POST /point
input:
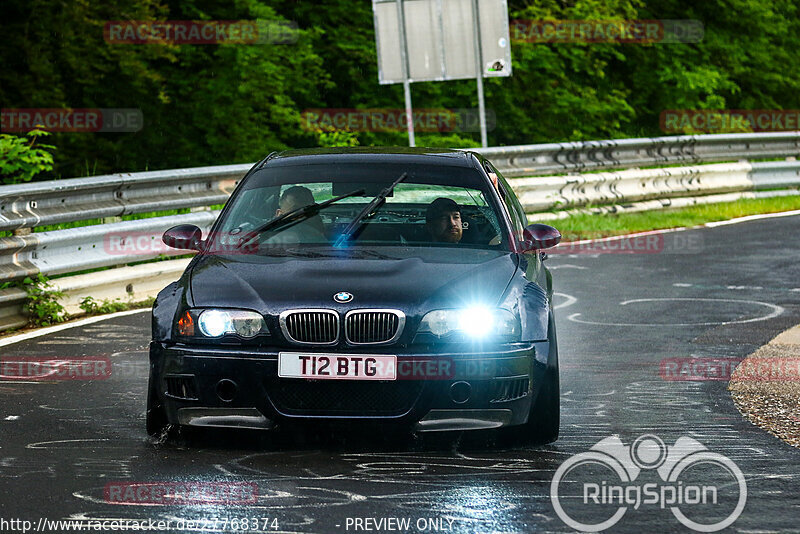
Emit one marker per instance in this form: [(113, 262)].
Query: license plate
[(337, 366)]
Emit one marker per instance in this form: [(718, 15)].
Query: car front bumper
[(240, 388)]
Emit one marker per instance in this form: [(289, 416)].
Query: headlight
[(475, 322), (216, 323)]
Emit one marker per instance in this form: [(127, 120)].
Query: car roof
[(409, 155)]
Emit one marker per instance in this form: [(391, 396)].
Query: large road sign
[(441, 39)]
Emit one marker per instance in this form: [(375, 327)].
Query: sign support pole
[(406, 82), (479, 72)]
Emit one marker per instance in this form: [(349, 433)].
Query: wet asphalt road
[(619, 316)]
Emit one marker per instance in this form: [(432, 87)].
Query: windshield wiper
[(293, 217), (369, 208)]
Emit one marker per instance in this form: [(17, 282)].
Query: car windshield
[(428, 208)]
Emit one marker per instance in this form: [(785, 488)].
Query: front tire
[(544, 419)]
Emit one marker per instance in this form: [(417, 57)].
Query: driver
[(443, 221), (310, 230)]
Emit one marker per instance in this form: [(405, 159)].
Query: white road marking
[(570, 300), (59, 327), (776, 311), (567, 266), (753, 218)]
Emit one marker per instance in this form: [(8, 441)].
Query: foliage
[(91, 306), (42, 305), (21, 160)]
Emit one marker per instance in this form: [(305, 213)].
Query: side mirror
[(183, 236), (540, 236)]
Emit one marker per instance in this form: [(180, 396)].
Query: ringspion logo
[(592, 491)]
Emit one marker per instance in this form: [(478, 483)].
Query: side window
[(512, 206)]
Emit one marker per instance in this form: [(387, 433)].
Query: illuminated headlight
[(216, 323), (476, 322)]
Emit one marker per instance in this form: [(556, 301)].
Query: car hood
[(412, 279)]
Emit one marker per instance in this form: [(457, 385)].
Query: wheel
[(156, 417), (544, 418)]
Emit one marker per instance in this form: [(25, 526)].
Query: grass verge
[(589, 226)]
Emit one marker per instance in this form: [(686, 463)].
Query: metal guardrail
[(27, 206), (531, 160), (113, 195)]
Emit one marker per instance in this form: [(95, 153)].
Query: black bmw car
[(394, 285)]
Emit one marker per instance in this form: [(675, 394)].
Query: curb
[(772, 404)]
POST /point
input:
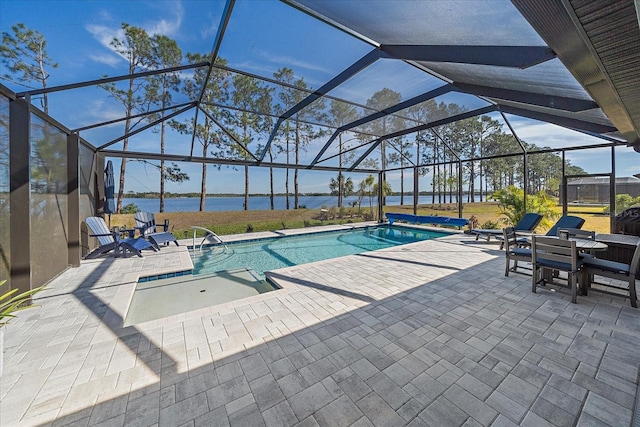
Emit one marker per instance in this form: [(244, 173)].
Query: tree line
[(236, 117)]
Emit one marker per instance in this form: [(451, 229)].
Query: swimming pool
[(273, 253)]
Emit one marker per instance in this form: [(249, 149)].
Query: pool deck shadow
[(364, 340)]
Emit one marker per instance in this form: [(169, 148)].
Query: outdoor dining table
[(620, 247), (582, 245)]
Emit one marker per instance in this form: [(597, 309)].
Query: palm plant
[(10, 303)]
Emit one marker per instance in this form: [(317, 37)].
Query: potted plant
[(9, 304)]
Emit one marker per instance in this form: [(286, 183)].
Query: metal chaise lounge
[(528, 223), (110, 241), (146, 223)]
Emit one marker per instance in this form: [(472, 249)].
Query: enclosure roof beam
[(446, 144), (566, 122), (462, 116), (111, 79), (135, 116), (143, 128), (346, 74), (222, 27), (387, 111), (229, 134), (219, 161), (549, 101), (501, 56)]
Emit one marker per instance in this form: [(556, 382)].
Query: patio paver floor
[(430, 333)]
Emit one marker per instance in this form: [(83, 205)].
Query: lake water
[(192, 204)]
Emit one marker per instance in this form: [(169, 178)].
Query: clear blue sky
[(262, 37)]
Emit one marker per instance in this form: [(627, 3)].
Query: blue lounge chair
[(110, 241), (528, 223), (146, 223)]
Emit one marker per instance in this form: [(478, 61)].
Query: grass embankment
[(234, 222)]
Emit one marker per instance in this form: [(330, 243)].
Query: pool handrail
[(208, 233)]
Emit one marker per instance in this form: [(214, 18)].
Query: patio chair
[(614, 270), (110, 241), (528, 223), (146, 223), (513, 251), (552, 254)]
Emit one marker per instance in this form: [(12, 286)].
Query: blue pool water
[(270, 254)]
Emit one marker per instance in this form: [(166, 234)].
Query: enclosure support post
[(20, 195), (416, 190), (460, 188), (612, 191), (380, 197), (73, 200), (565, 196)]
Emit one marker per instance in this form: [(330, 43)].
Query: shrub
[(489, 225), (130, 208)]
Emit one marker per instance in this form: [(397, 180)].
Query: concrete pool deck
[(430, 333)]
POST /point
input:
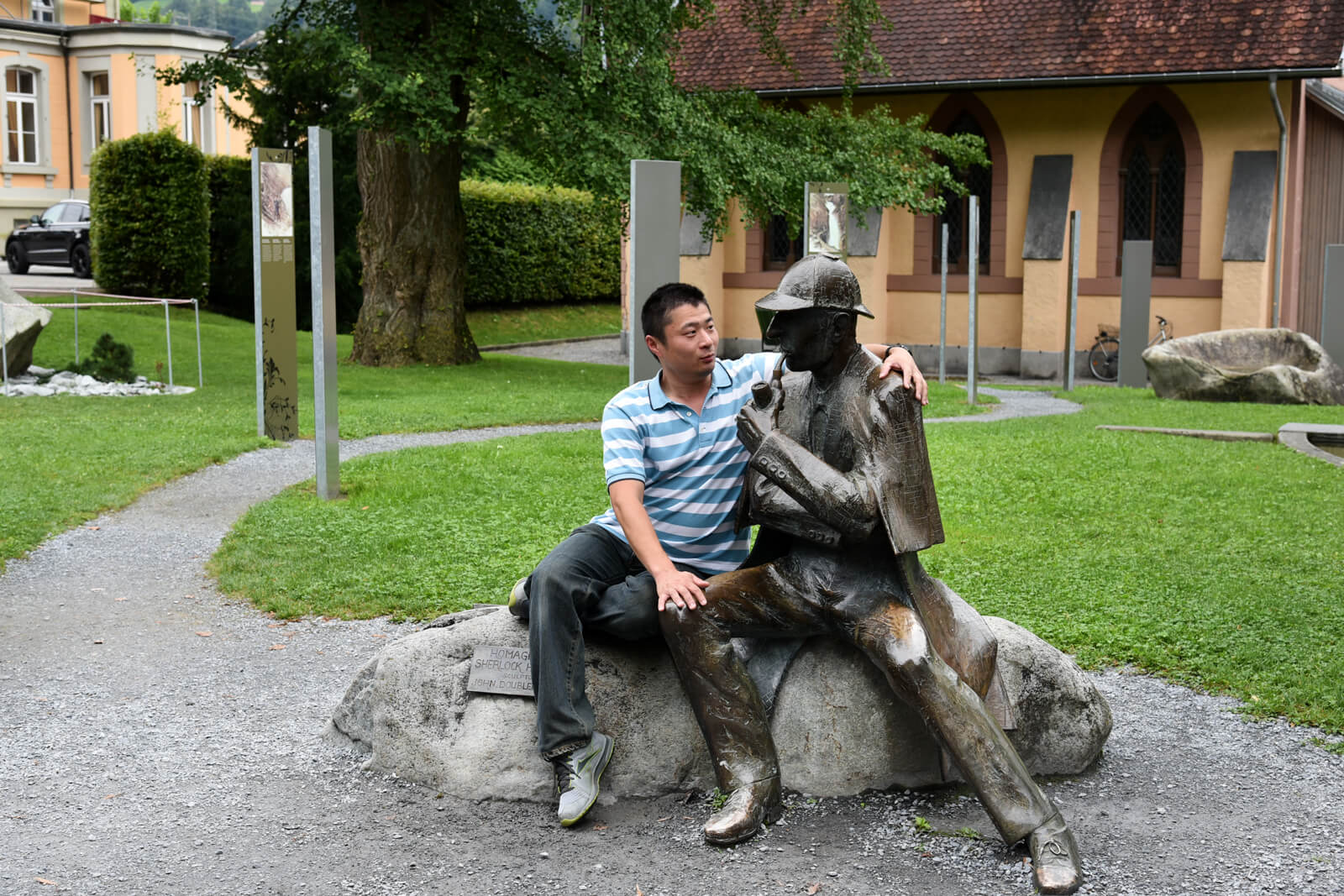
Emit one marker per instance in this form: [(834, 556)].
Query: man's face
[(803, 336), (690, 342)]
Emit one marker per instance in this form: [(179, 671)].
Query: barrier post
[(942, 315), (4, 354), (201, 376), (168, 335)]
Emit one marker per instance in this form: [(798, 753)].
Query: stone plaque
[(501, 671)]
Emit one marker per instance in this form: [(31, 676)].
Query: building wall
[(128, 54), (1021, 311)]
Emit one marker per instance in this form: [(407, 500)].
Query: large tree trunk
[(413, 244)]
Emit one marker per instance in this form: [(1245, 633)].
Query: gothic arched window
[(1152, 188), (958, 208)]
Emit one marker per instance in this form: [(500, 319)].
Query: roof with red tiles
[(987, 40)]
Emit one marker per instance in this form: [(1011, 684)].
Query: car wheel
[(80, 261), (17, 258)]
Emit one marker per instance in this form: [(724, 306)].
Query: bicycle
[(1104, 358)]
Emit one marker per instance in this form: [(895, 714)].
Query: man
[(674, 473), (839, 479)]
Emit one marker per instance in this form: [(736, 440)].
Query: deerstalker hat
[(816, 281)]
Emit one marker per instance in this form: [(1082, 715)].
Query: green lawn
[(534, 322), (65, 459), (1210, 563)]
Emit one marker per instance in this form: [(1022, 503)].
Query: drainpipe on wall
[(1278, 194), (71, 123)]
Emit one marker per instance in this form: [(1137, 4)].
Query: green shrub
[(528, 244), (150, 202), (111, 362), (230, 239)]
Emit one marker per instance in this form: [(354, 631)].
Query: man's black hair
[(660, 304)]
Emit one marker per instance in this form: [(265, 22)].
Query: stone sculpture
[(840, 484), (1270, 365), (24, 322)]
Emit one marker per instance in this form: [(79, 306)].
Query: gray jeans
[(591, 582)]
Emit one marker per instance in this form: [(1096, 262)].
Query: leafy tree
[(577, 90)]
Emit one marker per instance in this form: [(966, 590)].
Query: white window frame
[(13, 105), (42, 11), (192, 116), (98, 136)]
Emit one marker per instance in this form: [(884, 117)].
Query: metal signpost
[(1136, 293), (655, 246), (273, 293), (942, 313), (972, 324), (323, 255), (1072, 317)]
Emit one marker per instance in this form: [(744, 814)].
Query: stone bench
[(1268, 365), (837, 727)]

------

> [DIRECTIONS]
Retype all of the data above word for word, leaving the pictures out of your copy.

> [COMPLETED TASK]
POST /point
input:
Emit one marker per instance in this form: [(113, 262)].
Query: license plate
[(337, 366)]
Emit one marker per instance in this form: [(718, 15)].
Query: car front bumper
[(240, 388)]
Emit one marker per instance in this form: [(289, 416)].
Query: headlight
[(475, 322), (216, 323)]
Emit one marker per instance in this form: [(127, 120)].
Query: car roof
[(409, 155)]
Emit one marker per instance in this form: [(391, 396)].
Query: large road sign
[(441, 39)]
Emit one marker per instance in this form: [(375, 327)].
Query: sign support pole
[(406, 82), (479, 72)]
Emit one marker per instance in this form: [(349, 433)].
Query: wet asphalt road
[(619, 316)]
Emit one marker per instance in this form: [(432, 87)].
Query: windshield wiper
[(293, 217), (369, 208)]
Emit one marker per instance in this form: [(17, 282)].
Query: car windshield
[(428, 208)]
Emit one marker per instance in this form: [(785, 488)].
Query: front tire
[(544, 419)]
Emit one marker per instance in this form: [(417, 57)].
Query: driver
[(443, 221), (310, 230)]
Emit one marker per instance in this form: [(405, 159)].
Query: white road marking
[(570, 300), (59, 327), (776, 311), (567, 266), (753, 218)]
Emit one marker per instance in this form: [(8, 441)].
Query: foliage
[(91, 306), (42, 305), (21, 160)]
Emit one marker per instance in this form: [(305, 213)].
Query: side mirror
[(183, 236), (540, 236)]
Emit one marker per instance in this form: [(180, 396)].
Query: ringspion logo
[(592, 491)]
Emit one marker per instance in this form: [(478, 483)].
Query: side window
[(512, 206)]
Emit one marker per instance in this form: [(387, 433)].
Query: illuminated headlight
[(216, 323), (476, 322)]
Emit one marker per instance in this form: [(556, 301)].
Query: car hood
[(412, 279)]
Emit one marker per instance in this form: [(457, 385)].
Query: wheel
[(156, 417), (544, 418)]
Emit one marker per instance in this form: [(25, 526)].
Query: grass verge
[(589, 226)]
Emit one marker per instance in this form: [(686, 463)].
Query: metal guardrail
[(27, 206), (531, 160), (113, 195)]
Emit one marker per instance in this form: [(95, 153)].
Query: black bmw car
[(394, 285)]
Emit one marker per instance in this form: [(675, 394)].
Query: curb
[(772, 404)]
POST /point
input:
Emit one marker per instance in this form: [(244, 173)].
Query: tree line
[(236, 117)]
Emit one marker per instance in this form: [(451, 229)].
Query: swimming pool
[(273, 253)]
Emit one marker per instance in this form: [(249, 149)].
Query: pool deck shadow
[(364, 340)]
Emit one marker per instance in this form: [(169, 148)].
Query: outdoor dining table
[(620, 247), (582, 245)]
Emit one marker per instance in this form: [(597, 309)].
Query: palm plant
[(10, 303)]
Emit one marker per instance in this form: [(317, 37)].
Query: potted plant
[(9, 304)]
Emit one marker per instance in this form: [(286, 183)].
Query: metal chaise lounge
[(528, 223), (110, 241), (146, 223)]
Emit one marker per instance in this form: [(472, 249)].
Query: enclosure roof beam
[(446, 144), (566, 122), (462, 116), (111, 79), (135, 116), (143, 128), (346, 74), (222, 27), (387, 111), (229, 134), (219, 161), (549, 101), (501, 56)]
Emit one marker per instance in this form: [(556, 382)].
Query: patio paver floor
[(430, 333)]
Emit one marker per instance in this form: [(83, 205)].
Query: lake water
[(192, 204)]
Emit one marker per instance in this form: [(169, 178)].
Query: clear blue sky
[(262, 37)]
Emit one marker per instance in this form: [(627, 3)].
Query: blue lounge chair
[(110, 241), (528, 223), (146, 223)]
Emit one marker per instance in this form: [(478, 61)].
Query: grass embankment
[(234, 222)]
Emit one marker per instance in this form: [(330, 243)].
Query: pool handrail
[(208, 233)]
Emit one marker per instance in this form: [(214, 18)].
Query: patio chair
[(614, 270), (110, 241), (528, 223), (146, 223), (513, 251), (552, 254)]
Emit one marker per instance in this form: [(12, 286)].
Query: blue pool water
[(270, 254)]
Emit one marker per instance in this form: [(166, 234)].
Query: enclosure support post
[(20, 195), (416, 190), (460, 188), (612, 191), (380, 197), (73, 200), (565, 196)]
Emit one marker per instance in this form: [(330, 43)].
Query: shrub
[(489, 225), (130, 208)]
Emit one marker per instance in this form: [(397, 180)].
Query: concrete pool deck
[(430, 333)]
POST /point
input:
Emit one marker per instance in this form: [(834, 556)].
Query: man's face
[(803, 336), (690, 342)]
Emit one marker per instance in this form: [(179, 671)].
Query: barrier post
[(942, 315), (4, 354), (201, 376), (168, 335)]
Emit one marker per instance in this form: [(798, 753)].
Query: stone plaque
[(501, 671)]
Emit one marker per instance in this form: [(31, 676)].
Query: building wall
[(128, 54), (1021, 311)]
Emit one marker per instance in this form: [(407, 500)].
Query: large tree trunk
[(413, 244)]
Emit one marker per instance in this form: [(1245, 633)].
Query: gothic arched window
[(1152, 188), (958, 208)]
Emit one marker per instance in this form: [(500, 319)].
Query: roof with red tiles
[(987, 40)]
Emit one marker per instance in this form: [(1011, 684)].
Query: car wheel
[(80, 261), (17, 258)]
Emit one marker per instance in this form: [(724, 306)].
Query: bicycle
[(1104, 358)]
Emit one marker per instance in this form: [(895, 714)].
Query: man
[(674, 473), (839, 479)]
Emit one marker per instance in this form: [(736, 440)].
Query: deerstalker hat
[(816, 281)]
Emit one marker per instance in this form: [(1082, 715)].
Query: green lawn
[(534, 322), (65, 459), (1210, 563)]
Emit one marker per instance in this form: [(1022, 503)].
Query: drainpipe on wall
[(1278, 194), (71, 123)]
Emit one marker per instance in this form: [(1137, 4)].
Query: green shrub
[(528, 244), (150, 202), (111, 362), (230, 239)]
Emit one marker per instance in this form: [(354, 631)].
Query: man's black hair
[(660, 304)]
Emit one marker per instance in this form: [(265, 22)].
Query: stone sculpture
[(840, 484), (1270, 365), (24, 322)]
Emit one marker per instance in this form: [(79, 306)].
Query: gray jeans
[(591, 582)]
Emit one marker per instance in this form: [(1096, 262)].
Query: leafy tree
[(577, 90)]
Emit one marker per instance in this form: [(966, 590)].
Query: white window frame
[(13, 105), (42, 11), (192, 116), (98, 136)]
Emit one marker per instance in this form: [(884, 117)].
Query: metal signpost
[(1136, 293), (655, 246), (273, 293), (942, 313), (972, 324), (323, 255), (1072, 317)]
Emit one marker per instance in this form: [(744, 814)].
Query: stone bench
[(1268, 365), (837, 727)]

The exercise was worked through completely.